== Metin ==

Emsal Mahkeme Kararı Antalya 3. Asliye Ticaret Mahkemesi 2021/206 E. 2022/456 K. 02.06.2022 T.

Görüntülediğiniz mahkeme kararı henüz kesinleşmemiştir. Yararlı olması amacıyla eklenmiştir.

T.C.
ANTALYA
3. ASLİYE TİCARET MAHKEMESİ

ESAS NO : 2021/206 Esas
KARAR NO : 2022/456
DAVA : İtirazın İptali (Ticari Satımdan Kaynaklanan)
DAVA TARİHİ : 02/04/2021
KARAR TARİHİ : 02/06/2022

Mahkememizde görülmekte olan İtirazın İptali (Ticari Satımdan Kaynaklanan) davasının yapılan açık yargılamasının sonunda,
GEREĞİ DÜŞÜNÜLDÜ:
Davacı vekili dava dilekçesinde özetle; müvekkilinin … yılı aşkın süredir …’da …-… sektöründe faaliyette olan köklü bir firma olduğunu, her iki tarafın da ticari şirket olduğunu, müvekkili firmanın karşı tarafla girdiği ticari ilişkide sattığı ürünlerin karşılığını alamadığını, … tarihli …-TL tutarlı cari hesaba istinaden müvekkilinin davalıdan alacağının bulunduğunu, davalının ticari faaliyet merkezinin iş adresinin … olduğundan İstanbul Anadolu İcra Müdürlüğünün yetkili olduğu gerekçesiyle yaptığı yetki itirazının yersiz olduğunu, davalının haksız itirazının iptali ile borcun takip konusu takip dosyasında belirtilen şekliyle ve faiziyle ödemeye ve takip konusu alacağın %20’sinden az olmamak üzere icra inkar tazminatına mahkum edilmesine, yargılama giderleri ile vekalet ücretinin karşı tarafa yükletilmesine karar verilmesini talep ve dava etmiştir.

===
== Sağlanan liste ==

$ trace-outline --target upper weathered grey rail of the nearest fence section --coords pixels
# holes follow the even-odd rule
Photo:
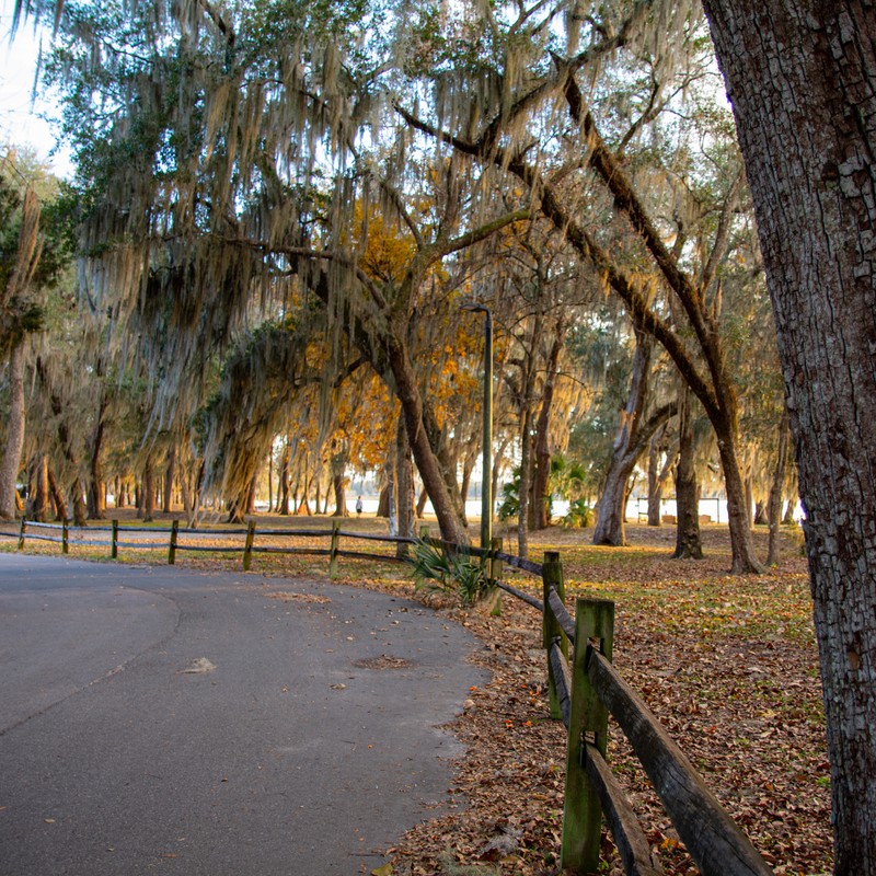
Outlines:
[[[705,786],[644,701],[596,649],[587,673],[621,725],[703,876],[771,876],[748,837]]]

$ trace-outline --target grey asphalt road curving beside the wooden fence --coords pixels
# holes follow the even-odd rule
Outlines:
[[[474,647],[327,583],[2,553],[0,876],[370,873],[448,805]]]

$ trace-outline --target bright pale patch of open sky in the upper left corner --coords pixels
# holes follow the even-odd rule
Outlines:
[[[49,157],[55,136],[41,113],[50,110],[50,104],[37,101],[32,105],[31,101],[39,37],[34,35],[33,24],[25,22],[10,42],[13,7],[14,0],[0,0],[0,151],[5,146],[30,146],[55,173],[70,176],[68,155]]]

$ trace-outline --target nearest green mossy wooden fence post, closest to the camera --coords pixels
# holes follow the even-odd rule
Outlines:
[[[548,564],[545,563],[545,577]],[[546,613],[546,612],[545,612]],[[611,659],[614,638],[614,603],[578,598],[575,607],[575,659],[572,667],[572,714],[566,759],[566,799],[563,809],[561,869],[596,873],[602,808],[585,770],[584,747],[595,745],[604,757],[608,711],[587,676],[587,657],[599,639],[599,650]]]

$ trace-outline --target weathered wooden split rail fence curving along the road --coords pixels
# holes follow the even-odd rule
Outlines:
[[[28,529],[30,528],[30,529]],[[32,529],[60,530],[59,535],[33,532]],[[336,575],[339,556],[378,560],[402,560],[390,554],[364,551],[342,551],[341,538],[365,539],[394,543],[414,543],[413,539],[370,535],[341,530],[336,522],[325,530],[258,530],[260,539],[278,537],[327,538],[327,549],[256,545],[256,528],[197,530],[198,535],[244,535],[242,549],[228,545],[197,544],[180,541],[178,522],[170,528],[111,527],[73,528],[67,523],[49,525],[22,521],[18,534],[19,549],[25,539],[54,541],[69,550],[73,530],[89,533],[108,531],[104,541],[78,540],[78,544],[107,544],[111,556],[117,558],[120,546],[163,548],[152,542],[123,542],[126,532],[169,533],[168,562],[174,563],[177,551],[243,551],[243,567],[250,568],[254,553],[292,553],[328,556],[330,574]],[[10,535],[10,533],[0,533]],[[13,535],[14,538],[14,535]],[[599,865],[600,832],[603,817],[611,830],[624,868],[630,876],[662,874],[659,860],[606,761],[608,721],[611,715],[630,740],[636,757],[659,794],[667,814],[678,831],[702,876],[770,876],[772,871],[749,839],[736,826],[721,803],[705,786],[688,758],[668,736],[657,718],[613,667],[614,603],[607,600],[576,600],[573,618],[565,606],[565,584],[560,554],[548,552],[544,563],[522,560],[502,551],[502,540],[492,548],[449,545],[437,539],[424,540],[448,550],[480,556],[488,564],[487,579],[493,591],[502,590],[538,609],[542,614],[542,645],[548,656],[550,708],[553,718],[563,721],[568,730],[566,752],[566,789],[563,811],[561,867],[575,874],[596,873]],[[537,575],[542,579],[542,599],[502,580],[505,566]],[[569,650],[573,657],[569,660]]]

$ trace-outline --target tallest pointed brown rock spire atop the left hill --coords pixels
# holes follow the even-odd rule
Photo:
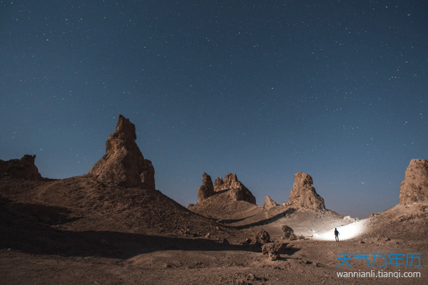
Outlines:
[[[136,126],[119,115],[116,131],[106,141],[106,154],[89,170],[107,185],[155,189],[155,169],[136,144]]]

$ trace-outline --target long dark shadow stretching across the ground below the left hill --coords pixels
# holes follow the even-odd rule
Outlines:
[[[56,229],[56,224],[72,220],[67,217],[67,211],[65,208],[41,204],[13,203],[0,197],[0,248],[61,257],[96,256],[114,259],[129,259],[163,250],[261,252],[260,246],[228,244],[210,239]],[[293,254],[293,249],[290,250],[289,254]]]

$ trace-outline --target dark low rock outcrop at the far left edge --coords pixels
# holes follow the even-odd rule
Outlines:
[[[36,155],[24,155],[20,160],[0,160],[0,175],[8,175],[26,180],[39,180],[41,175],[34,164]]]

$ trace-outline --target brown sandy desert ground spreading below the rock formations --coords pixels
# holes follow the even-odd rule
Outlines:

===

— Alıştırma yönergeleri —
a) Mahkeme kararında dava tarihi olarak hangi tarih yazılıdır?
b) İtirazın iptali davasına ilişkin mahkeme kararını, son cümlesinden sonrasını yazarak sürdürün.

— Yanıtlar aşağıda —
a) 02/04/2021

b)
Davalı taraf usulüne uygun tebligata rağmen cevap dilekçesi sunmamış, duruşmalara katılmamıştır.
Dosya içerisine; Antalya … İcra Dairesinin … Esas sayılı takip dosyası celp edilmiş, İstanbul Anadolu Kurumlar Vergi Dairesine müzekkere yazılmış, mahkememizce ve talimat yoluyla tarafların ticari defter ve kayıtları üzerinde bilirkişi incelemesi yaptırılarak rapor aldırılmıştır.
Dava; İtirazın İptali talebine ilişkindir.
Uyuşmazlık; icra dairesinin yetkili olup olmadığı, taraflar arasında cari hesap ilişkisinin bulunup bulunmadığı, bulunması halinde cari hesap ilişkisi nedeniyle takip tarihi itibariyle davalının davacıya borçlu olup olmadığı, neticeten alacağın varlığı ve miktarı hususlarından ibarettir.
Antalya … İcra Dairesinin … Esas sayılı takip dosyasının incelenmesinde; alacaklı … Anonim Şirketi tarafından borçlu … aleyhine …-TL cari hesap asıl alacağı, …-TL işlemiş faiz olmak üzere toplam …-TL alacağın tahsili için ilamsız icra takibine girişildiği, ödeme emrinin borçluya … tarihinde tebliğ edilmesi üzerine süresinde … tarihinde borçlu vekili tarafından icra dairesine sunulan itiraz dilekçesiyle borcun tamamına itiraz edildiği, … tarihinde takibin durdurulduğu ve yasal 1 yıllık süre içerisinde eldeki davanın açıldığı anlaşılmıştır.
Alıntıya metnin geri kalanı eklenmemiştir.